-- Goals --
a) Can you summarize the distributed training and inference text in two sentences?
b) Would you pick up the distributed training and inference text at the point where it stops and write the next part?

-- Reading passage --
********************
Distributed Training and Inference¶
Orca Estimator
provides sklearn-style APIs for transparently distributed model training and inference
1. Estimator¶
To perform distributed training and inference, the user can first create an Orca Estimator
from any standard (single-node) TensorFlow, Kera or PyTorch model, and then call Estimator.fit
or Estimator.predict
methods (using the data-parallel processing pipeline as input).
Under the hood, the Orca Estimator
will replicate the model on each node in the cluster, feed the data partition (generated by the data-parallel processing pipeline) on each node to the local model replica, and synchronize model parameters using various backend technologies (such as Horovod, tf.distribute.MirroredStrategy
, torch.distributed
, or the parameter sync layer in BigDL).
2. TensorFlow/Keras Estimator¶
2.1 TensorFlow 1.15 and Keras 2.3¶
There are two ways to create an Estimator for TensorFlow 1.15, either from a low level computation graph or a Keras model. Examples are as follow:
TensorFlow Computation Graph:
# define inputs to the graph
images = tf.placeholder(dtype=tf.float32, shape=(None, 28, 28, 1))
********************
-- Stored data --
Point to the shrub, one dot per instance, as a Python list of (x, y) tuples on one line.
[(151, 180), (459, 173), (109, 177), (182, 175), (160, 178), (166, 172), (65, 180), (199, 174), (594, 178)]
********************
-- Results by task --
a) The Orca Estimator provides sklearn-style APIs for distributed model training and inference: the user creates an Estimator from a standard single-node TensorFlow, Keras or PyTorch model and then calls Estimator.fit or Estimator.predict, using the data-parallel processing pipeline as input. Under the hood, it replicates the model on each node in the cluster, feeds each node's data partition to the local model replica, and synchronizes model parameters through backends such as Horovod, tf.distribute.MirroredStrategy, torch.distributed, or the parameter sync layer in BigDL.

b)
labels = tf.placeholder(dtype=tf.int32, shape=(None,))
# define the network and loss
logits = lenet(images)
loss = tf.reduce_mean(tf.losses.sparse_softmax_cross_entropy(logits=logits, labels=labels))
# define a metric
acc = accuracy(logits, labels)
# create an estimator using endpoints of the graph
est = Estimator.from_graph(inputs=images,
outputs=logits,
labels=labels,
loss=loss,
optimizer=tf.train.AdamOptimizer(),
metrics={"acc": acc})
Keras Model:
model = create_keras_lenet_model()
model.compile(optimizer=keras.optimizers.RMSprop(),
loss='sparse_categorical_crossentropy',
metrics=['accuracy'])
est = Estimator.from_keras(keras_model=model)
Then users can perform distributed model training and inference as follows:
dataset = tfds.load(name="mnist", split="train")
dataset = dataset.map(preprocess)
est.fit(data=mnist_train,
batch_size=320,
epochs=max_epoch)
predictions = est.predict(data=df,
feature_cols=['image'])
The data
argument in fit
method can be a Spark DataFrame, an XShards or a tf.data.Dataset
. The data
argument in predict
method can be a spark DataFrame or an XShards. See the data-parallel processing pipeline page for more details.
View the related Python API doc for more details.
2.2 TensorFlow 2.x and Keras 2.4+¶
Using ray
or Horovod backend
Users can create an Estimator
for TensorFlow 2.x from a Keras model (using a Model Creator Function) when the backend is
ray
(currently default for TF2) or Horovod. For example:
def model_creator(config):
model = create_keras_lenet_model()
model.compile(optimizer=keras.optimizers.RMSprop(),
loss='sparse_categorical_crossentropy',
metrics=['accuracy'])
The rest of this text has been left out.